EXERCISE AIM
What is wanted is the line holding "Carefully examine the image and outline every baseboard" and every later line through the end of the entries, set down exactly.

(Saved data entries)
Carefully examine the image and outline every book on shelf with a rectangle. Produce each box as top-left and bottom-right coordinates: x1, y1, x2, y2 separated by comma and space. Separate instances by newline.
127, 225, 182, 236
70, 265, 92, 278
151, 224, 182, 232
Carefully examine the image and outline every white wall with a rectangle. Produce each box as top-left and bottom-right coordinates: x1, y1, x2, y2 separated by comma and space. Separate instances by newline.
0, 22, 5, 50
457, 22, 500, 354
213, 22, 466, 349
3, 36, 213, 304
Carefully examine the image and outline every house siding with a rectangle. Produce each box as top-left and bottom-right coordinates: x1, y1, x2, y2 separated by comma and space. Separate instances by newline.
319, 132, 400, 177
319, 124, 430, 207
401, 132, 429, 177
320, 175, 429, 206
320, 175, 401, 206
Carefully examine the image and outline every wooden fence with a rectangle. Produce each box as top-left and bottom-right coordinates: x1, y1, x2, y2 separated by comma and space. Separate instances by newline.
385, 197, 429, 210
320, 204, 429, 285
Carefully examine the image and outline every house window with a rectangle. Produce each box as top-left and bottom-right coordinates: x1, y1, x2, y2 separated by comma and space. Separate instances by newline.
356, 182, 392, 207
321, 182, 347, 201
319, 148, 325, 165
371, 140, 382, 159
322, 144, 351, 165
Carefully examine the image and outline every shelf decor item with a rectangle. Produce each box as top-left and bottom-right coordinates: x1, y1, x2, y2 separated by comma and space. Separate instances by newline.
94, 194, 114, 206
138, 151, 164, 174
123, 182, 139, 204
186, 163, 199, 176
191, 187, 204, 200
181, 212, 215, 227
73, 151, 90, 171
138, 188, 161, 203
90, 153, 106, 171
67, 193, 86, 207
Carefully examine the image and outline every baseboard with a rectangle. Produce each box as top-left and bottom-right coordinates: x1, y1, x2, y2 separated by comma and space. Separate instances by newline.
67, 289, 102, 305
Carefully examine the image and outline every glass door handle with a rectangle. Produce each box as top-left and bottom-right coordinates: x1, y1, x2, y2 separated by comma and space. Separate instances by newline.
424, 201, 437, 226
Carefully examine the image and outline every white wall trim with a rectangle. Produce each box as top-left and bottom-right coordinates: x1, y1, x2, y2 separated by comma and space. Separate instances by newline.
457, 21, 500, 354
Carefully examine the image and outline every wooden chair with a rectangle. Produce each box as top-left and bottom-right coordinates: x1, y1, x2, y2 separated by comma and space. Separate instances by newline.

OUTPUT OF THE TASK
Carefully examine the image and outline every baseboard with a rectangle. Produce each box as top-left and bottom-right coordinates: x1, y1, x2, y2 separated by comma and space. Separate instances by newline.
67, 289, 102, 305
Carefully examine the image and outline every glass door handle with a rectangle. Produce each box as top-left and bottom-right coordinates: x1, y1, x2, y2 separated by comma and space. Separate instances by newline.
424, 201, 437, 226
Carefully examine the image and outline every white wall trim with a rectangle. Produce each box as top-left and bottom-right coordinates: x1, y1, x2, y2 separated by comma and space. Separate instances by newline.
457, 21, 500, 354
Carefully examine the image and outline every wooden chair with a rectangle. Produce each box as top-left and bottom-right coordinates: x1, y1, x2, y2 separated by comma and space. Separate instances by newline.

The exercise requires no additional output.